Records contained in a dataset:
=-=-=

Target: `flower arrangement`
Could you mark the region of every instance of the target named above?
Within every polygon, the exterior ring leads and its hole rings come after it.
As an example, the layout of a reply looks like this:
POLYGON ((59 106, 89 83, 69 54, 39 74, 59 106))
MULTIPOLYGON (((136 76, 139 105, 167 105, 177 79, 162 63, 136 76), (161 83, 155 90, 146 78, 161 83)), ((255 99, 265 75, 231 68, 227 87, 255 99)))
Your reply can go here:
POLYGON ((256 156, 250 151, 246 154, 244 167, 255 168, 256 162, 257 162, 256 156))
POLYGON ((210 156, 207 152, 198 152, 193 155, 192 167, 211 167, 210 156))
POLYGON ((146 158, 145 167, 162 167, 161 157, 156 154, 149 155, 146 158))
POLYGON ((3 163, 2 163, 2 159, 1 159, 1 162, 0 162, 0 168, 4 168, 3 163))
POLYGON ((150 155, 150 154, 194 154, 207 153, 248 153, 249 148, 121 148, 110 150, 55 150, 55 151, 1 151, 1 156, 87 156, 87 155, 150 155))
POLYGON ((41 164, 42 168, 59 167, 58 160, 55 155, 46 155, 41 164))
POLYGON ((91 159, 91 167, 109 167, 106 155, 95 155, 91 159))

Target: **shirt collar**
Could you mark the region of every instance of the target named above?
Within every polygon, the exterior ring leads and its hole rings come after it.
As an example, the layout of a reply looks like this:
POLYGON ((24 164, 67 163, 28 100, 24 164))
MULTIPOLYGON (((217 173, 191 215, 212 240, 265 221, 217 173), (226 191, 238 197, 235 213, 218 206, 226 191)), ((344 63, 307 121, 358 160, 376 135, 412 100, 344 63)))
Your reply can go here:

=-=-=

#### [Aim of the task]
Write out all of the records above exactly as they appear.

#### [Solution for this exercise]
Target: `flower arrangement`
Could you mark the region of every instance of the target named above?
Within every polygon, the exterior ring leads and its hole rings come after it.
As an example, the layout of a reply looks like this:
POLYGON ((59 106, 89 83, 69 54, 39 74, 59 106))
MULTIPOLYGON (((136 76, 139 105, 167 105, 177 79, 162 63, 136 76), (161 83, 155 90, 146 78, 161 83)), ((255 99, 265 75, 231 68, 227 87, 255 99)))
Your reply can go here:
POLYGON ((256 156, 250 151, 246 154, 244 167, 255 168, 256 162, 257 162, 256 156))
POLYGON ((210 156, 207 152, 198 152, 193 155, 192 167, 211 167, 210 156))
POLYGON ((146 158, 145 167, 162 167, 161 157, 156 154, 149 155, 146 158))
POLYGON ((3 163, 2 163, 2 159, 1 159, 1 162, 0 162, 0 168, 4 168, 3 163))
POLYGON ((150 155, 150 154, 194 154, 207 153, 248 153, 249 148, 121 148, 110 150, 55 150, 55 151, 1 151, 1 156, 87 156, 87 155, 150 155))
POLYGON ((41 164, 42 168, 59 167, 58 160, 55 155, 46 155, 41 164))
POLYGON ((91 159, 91 167, 109 167, 106 155, 95 155, 91 159))

Target: **shirt collar**
Could you mark the region of every instance of the target named above?
Within every polygon, the exterior ring leads and its hole rings come after it.
As an example, the layout of a reply looks like this:
POLYGON ((24 164, 67 163, 28 100, 24 164))
MULTIPOLYGON (((217 173, 191 215, 212 240, 265 221, 217 173), (226 191, 238 197, 235 213, 218 206, 226 191)), ((344 63, 307 121, 358 160, 376 135, 412 100, 344 63)))
Your reply can go here:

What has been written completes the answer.